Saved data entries
Segment Open

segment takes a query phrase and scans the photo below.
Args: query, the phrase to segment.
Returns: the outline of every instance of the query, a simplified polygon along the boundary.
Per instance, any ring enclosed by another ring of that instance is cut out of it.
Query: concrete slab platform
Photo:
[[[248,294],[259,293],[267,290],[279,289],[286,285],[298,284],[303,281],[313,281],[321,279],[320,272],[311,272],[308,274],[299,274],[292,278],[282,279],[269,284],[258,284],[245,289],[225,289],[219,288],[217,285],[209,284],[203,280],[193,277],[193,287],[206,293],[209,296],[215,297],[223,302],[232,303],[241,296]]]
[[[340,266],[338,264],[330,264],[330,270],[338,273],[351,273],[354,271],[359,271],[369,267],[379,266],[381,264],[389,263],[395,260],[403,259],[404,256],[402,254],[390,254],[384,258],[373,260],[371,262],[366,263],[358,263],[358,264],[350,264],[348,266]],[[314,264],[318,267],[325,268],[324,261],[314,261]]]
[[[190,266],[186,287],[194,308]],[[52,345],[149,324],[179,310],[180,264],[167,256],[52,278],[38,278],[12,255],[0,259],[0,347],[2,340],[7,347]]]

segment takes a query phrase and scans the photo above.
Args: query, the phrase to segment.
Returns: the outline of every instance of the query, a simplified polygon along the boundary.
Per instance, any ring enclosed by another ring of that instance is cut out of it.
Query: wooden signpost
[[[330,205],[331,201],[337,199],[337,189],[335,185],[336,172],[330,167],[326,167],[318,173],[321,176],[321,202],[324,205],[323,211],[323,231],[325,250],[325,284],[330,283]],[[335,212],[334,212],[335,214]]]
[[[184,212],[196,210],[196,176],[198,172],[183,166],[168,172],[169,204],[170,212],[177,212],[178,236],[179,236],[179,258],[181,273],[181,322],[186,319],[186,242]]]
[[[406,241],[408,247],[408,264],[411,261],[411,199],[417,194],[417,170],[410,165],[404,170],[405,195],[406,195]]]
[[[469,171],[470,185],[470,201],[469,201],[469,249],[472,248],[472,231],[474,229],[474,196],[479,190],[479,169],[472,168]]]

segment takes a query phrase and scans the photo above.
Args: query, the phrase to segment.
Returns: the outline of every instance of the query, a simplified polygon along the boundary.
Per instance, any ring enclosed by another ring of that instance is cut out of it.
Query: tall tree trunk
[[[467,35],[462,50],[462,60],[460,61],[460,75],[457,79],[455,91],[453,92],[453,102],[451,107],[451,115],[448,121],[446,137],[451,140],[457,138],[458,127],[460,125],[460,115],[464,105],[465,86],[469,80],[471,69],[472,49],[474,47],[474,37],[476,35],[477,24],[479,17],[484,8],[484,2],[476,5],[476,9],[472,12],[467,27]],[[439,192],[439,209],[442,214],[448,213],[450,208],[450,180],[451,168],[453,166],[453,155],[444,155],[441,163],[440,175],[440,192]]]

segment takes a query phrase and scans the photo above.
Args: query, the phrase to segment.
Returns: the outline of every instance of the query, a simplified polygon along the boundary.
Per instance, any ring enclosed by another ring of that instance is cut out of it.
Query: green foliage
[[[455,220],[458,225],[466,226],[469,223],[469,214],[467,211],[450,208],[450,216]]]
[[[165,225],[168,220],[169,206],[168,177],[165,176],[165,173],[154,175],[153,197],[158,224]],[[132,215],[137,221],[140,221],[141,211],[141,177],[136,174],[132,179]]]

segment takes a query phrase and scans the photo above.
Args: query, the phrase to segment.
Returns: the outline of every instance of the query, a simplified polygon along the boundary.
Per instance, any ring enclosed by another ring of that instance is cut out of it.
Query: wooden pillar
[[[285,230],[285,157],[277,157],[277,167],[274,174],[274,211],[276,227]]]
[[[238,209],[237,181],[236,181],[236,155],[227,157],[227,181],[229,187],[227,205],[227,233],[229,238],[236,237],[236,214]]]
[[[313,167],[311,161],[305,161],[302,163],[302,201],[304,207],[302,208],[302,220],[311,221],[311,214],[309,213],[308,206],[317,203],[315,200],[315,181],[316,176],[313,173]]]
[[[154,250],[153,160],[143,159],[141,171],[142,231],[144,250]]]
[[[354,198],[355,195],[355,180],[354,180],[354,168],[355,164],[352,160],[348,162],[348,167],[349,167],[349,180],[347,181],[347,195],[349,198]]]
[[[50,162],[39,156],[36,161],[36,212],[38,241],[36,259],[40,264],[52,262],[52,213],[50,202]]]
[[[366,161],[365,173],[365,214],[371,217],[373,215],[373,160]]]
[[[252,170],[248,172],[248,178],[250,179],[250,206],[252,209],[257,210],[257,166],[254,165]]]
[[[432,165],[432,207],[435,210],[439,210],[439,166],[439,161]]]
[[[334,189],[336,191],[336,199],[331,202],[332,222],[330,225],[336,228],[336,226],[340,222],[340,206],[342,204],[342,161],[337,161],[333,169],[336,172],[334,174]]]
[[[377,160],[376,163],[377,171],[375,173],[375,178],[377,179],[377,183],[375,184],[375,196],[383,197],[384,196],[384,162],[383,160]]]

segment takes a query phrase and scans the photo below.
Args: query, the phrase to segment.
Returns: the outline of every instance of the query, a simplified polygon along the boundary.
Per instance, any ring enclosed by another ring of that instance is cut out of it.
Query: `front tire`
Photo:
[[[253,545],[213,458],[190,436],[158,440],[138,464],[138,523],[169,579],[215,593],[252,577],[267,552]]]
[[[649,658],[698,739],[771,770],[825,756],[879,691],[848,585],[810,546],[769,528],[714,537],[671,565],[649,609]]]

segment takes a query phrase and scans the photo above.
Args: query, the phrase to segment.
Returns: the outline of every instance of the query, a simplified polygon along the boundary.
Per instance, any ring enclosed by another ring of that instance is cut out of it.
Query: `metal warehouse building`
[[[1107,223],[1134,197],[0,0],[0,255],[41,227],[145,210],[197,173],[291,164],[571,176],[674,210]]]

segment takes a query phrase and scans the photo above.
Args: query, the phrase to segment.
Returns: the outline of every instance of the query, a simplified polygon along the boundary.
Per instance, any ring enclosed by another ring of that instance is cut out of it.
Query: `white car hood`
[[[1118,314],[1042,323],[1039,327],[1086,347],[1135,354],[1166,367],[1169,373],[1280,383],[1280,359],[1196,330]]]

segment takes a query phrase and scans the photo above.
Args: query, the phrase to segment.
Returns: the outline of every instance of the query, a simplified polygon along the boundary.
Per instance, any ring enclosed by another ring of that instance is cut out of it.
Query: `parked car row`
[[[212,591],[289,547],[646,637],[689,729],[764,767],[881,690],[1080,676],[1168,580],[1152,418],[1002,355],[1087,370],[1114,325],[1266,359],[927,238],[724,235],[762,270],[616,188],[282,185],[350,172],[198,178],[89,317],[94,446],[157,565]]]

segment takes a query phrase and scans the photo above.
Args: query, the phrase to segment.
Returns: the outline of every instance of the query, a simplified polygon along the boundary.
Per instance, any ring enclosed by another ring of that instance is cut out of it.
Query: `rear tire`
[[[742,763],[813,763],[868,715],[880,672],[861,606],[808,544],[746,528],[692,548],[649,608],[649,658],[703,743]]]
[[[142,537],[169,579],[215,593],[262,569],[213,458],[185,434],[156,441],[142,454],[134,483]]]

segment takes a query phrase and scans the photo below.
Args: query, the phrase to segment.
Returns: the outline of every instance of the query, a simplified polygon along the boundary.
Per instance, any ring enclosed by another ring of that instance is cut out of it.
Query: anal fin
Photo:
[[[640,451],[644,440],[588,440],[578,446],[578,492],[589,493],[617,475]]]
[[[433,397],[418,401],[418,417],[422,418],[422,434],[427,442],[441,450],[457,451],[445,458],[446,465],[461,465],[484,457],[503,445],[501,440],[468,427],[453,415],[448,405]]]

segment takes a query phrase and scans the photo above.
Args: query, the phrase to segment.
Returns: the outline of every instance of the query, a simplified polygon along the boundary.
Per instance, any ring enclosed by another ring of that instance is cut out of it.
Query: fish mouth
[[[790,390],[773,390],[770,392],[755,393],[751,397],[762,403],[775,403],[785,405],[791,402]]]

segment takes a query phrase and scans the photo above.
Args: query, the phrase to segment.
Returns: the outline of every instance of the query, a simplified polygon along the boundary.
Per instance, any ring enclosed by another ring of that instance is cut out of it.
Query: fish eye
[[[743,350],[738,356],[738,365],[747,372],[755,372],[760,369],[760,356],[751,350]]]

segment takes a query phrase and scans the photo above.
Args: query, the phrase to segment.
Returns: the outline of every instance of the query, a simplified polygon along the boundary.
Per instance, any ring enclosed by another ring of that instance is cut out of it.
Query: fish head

Segment Closed

▶ _TASK STATEMENT_
Give back exactly the lines from the line containing "Query: fish mouth" to the end of the entries, and no other lines.

▶ _RESPONSE FOR THIS EXERCISE_
Query: fish mouth
[[[790,390],[773,390],[770,392],[755,393],[751,397],[762,403],[775,403],[785,405],[791,402]]]

segment takes a query phrase and scans the photo above.
Args: query, the phrase to segment.
Returns: the outline of every instance of the query, a simplified polygon along the boundary.
Per instance, any ring enclosed by another ring of that instance is cut out of it.
Query: fish eye
[[[743,350],[738,356],[738,365],[747,372],[755,372],[760,369],[760,356],[751,350]]]

segment takes a query phrase and scans the photo above.
Args: query, the phrase to segment.
Returns: the outline of every instance of the query, a simplified polygon along the boundary.
Per instance, any ring enclosed by another ring of that instance is cut out of it.
Query: fish head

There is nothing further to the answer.